The owner of a Colorado funeral home has pleaded guilty to federal charges of mail fraud after the FBI uncovered an operation to sell body parts of deceased clients without the families’ permission. 

Megan Hess, owner of Sunset Mesa Funeral Home, and her mother, Shirley Koch, were indicted in March 2020. In addition to mail fraud, Hess faced charges of transporting hazardous material, but those charges were dropped.

Hess faces up to 20 years in prison, according to her plea arrangement with prosecutors.

Besides fraudulently brokering body parts, the investigation found Hess and Koch, her business partner, forged signatures on donation consent forms, gave families fake ashes, and shipped body parts that tested positive for diseases such as hepatitis B, hepatitis C, and HIV.

The pair was arrested in March 2020 and charged with six counts of mail fraud and three counts of illegal transportation of hazardous materials. Koch has pleaded not guilty.

A Family Affair

In 2009, Hess started a nonprofit body broker service called Sunset Mesa Funeral Foundation Donor Services out of her Montrose, CO,  funeral home. Through the nonprofit, Hess and Koch would charge families up to $3,845 for cremation services and, in over a dozen cases, secretly transferred bodies to third-party buyers, according to a lawsuit filed by former customers.

“Meeting with hospice on the 4th…opening the floodgates of donors,” Hess wrote to a prospective body-part buyer in 2014, according to Reuters. “They have four or five deaths a day. Get ready!!!! … How about a deal on full embalmed spines … $950?”

Over the course of their 8-year enterprise, the mother-daughter duo raked in hundreds of thousands of dollars from selling hundreds of bodies, according to court documents. This immense profit allowed Sunset Mesa to offer extremely low rates for cremation services, attracting the business of poorer families and providing an ever-flowing supply of cadavers.

Puzzling Remains

Unsuspecting families received ashes from the funeral home that consisted of “bone material,” metal and dirt, according to FBI documents. Additionally, many families began to notice inconsistencies such as mistakes on their loved ones’ death certificates and missing jewelry, which brought the Hess-Koch operation under scrutiny in 2019.

While Hess has described the crackdown as a “legal travesty,” a lawsuit filed by families in 2019 says family members were traumatized, with many saying they have been left haunted by visions of their loved ones being dissected and sold.

• [Dataset content]:
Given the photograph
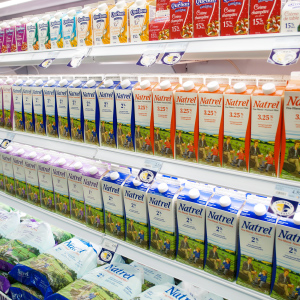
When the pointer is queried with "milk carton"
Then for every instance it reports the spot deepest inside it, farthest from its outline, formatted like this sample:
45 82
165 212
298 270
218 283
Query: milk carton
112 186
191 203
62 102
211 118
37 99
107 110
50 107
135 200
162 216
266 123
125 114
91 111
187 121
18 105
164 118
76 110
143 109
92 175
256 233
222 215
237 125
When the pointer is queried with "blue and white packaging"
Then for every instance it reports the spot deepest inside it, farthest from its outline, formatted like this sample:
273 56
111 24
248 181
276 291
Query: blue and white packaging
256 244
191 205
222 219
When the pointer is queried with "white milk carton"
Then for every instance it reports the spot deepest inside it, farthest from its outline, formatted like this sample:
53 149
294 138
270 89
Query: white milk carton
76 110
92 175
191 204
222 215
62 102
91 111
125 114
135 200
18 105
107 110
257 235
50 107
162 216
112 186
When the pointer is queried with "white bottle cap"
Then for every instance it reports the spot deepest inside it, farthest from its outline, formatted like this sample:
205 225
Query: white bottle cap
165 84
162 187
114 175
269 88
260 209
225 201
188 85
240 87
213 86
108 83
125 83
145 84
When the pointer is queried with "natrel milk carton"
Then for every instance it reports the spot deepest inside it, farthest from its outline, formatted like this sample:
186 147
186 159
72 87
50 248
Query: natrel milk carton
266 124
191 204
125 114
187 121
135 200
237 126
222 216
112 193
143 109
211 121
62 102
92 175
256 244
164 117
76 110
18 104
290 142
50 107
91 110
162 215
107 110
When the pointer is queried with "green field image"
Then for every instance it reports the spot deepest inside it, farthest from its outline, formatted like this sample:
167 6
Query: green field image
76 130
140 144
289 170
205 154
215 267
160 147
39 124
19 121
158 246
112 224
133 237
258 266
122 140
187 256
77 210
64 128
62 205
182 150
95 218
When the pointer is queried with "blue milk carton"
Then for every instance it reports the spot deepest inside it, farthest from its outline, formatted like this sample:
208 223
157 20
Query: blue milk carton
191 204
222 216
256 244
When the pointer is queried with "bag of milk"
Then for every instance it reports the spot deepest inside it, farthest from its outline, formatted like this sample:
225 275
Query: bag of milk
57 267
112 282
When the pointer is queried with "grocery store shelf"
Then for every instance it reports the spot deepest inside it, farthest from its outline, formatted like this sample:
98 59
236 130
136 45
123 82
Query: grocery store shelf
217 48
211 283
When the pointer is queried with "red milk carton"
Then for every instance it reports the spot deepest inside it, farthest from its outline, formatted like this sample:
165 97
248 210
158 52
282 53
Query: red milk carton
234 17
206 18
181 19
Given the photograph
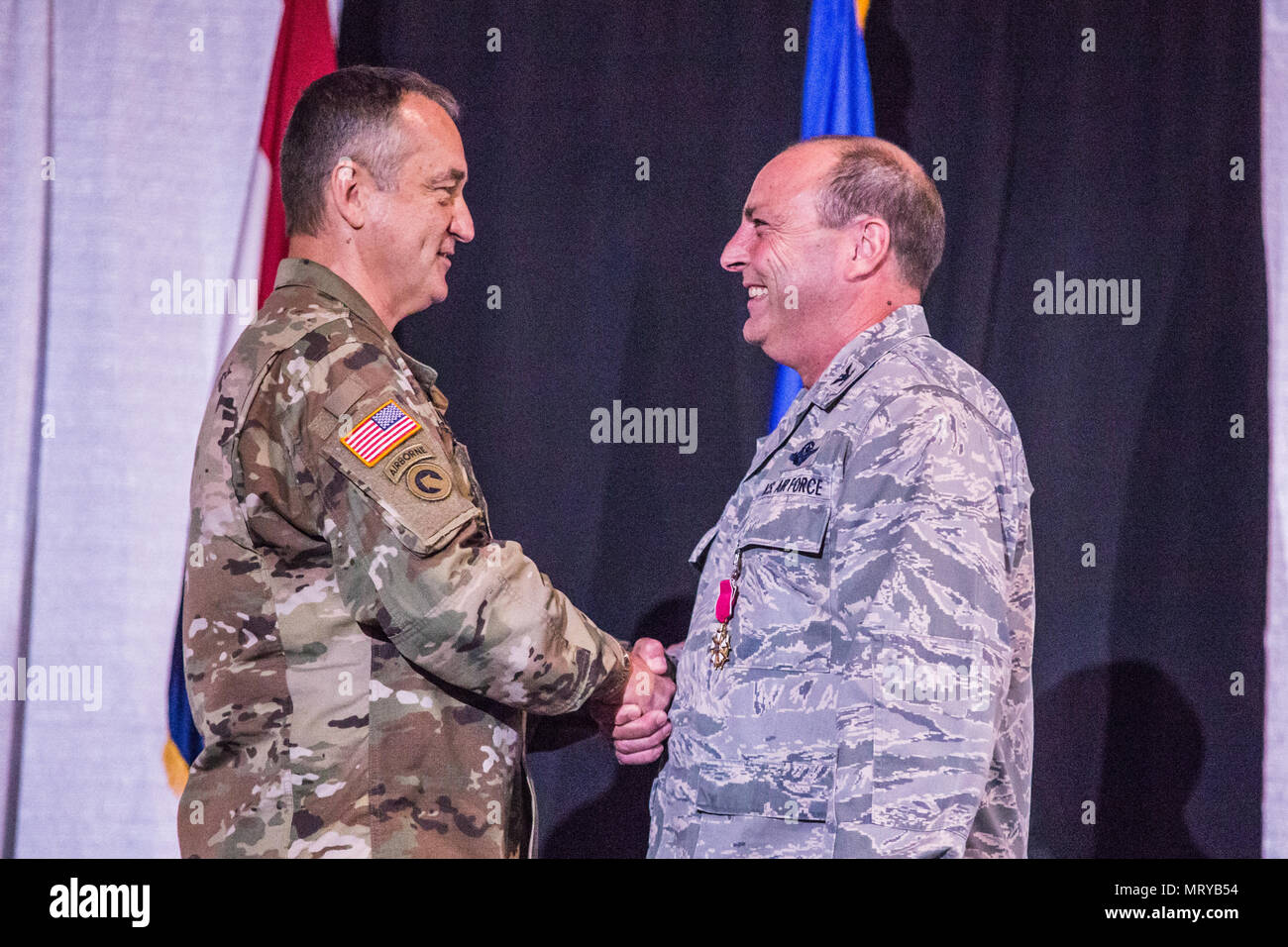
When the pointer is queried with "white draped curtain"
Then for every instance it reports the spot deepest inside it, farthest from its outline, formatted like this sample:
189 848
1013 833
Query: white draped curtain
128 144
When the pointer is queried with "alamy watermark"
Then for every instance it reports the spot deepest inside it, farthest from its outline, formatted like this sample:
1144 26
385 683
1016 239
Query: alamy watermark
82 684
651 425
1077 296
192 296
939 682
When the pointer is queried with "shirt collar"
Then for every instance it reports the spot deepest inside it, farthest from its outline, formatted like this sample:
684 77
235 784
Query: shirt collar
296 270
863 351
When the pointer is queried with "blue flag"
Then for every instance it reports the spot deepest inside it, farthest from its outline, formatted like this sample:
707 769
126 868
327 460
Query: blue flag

• [Assignment]:
In the funeral home article, what was the name of the nonprofit body broker service Hess started in 2009?

• [Result]:
Sunset Mesa Funeral Foundation Donor Services